* [SOURCE EXCERPT]:
# Buller and Sons Tawny Port Review!!



## cigar_joel (May 16, 2006)

Now I am by no means a port expert. I am very new to it. 


This has been my fav. port to-date. It has a very nice woody attack with a great fruity finish. It seems to have very strong flavors of plum and raisins. There is a nice mellow sweetness. Very oaky. I had a glass of this last might with a Monte #5. It runs about $12 a bottle. For any of you port fans out there, you may want to give this a try!!!

Joel


----------



## ky toker (Jun 2, 2005)

Sounds good, Joel. I like a tasty port & it makes for the better when I get change back from the $20.

Right now I have a bottle of Jonesy Old Tawny Port, $11 and not too shabby itself.


----------



## mosesbotbol (Sep 21, 2005)

Do all of yourselves a favor and run down to Costco and pick up the Kirkland 10 Year Tawny made by Fonseca for $16.99. Fonseca 10 year tawny is about $27 at most stores, and Kirkland blend by Fonseca is much superior to the regular 10 Year. This is the best deal on a 10 Year port you'll ever find. The bottles won't around long, maybe a few more weeks and that is it!


----------



## Benz_one (Mar 22, 2006)

mosesbotbol said:


> Do all of yourselves a favor and run down to Costco and pick up the Kirkland 10 Year Tawny made by Fonseca for $16.99. Fonseca 10 year tawny is about $27 at most stores, and Kirkland blend by Fonseca is much superior to the regular 10 Year. This is the best deal on a 10 Year port you'll ever find. The bottles won't around long, maybe a few more weeks and that is it!

* [SUPPLIED DATA]:
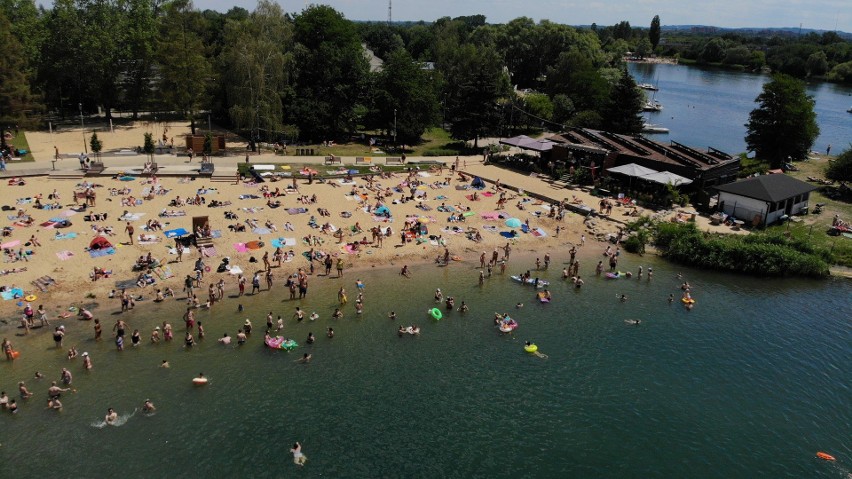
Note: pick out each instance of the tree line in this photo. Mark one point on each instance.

* [AIM OF THE EXERCISE]:
Decide whether each statement below agrees with the port review thread. Answer yes or no for each and quote the words of the thread that decide it. 1. Joel gives the price of the Buller and Sons tawny as about $12 a bottle. 2. ky toker's bottle of Jonesy Old Tawny Port cost $20. 3. mosesbotbol says the Kirkland 10 Year Tawny is made by Fonseca.

* [REPLY]:
1. Yes: "It runs about $12 a bottle."
2. No: "Jonesy Old Tawny Port, $11"
3. Yes: "Kirkland 10 Year Tawny made by Fonseca"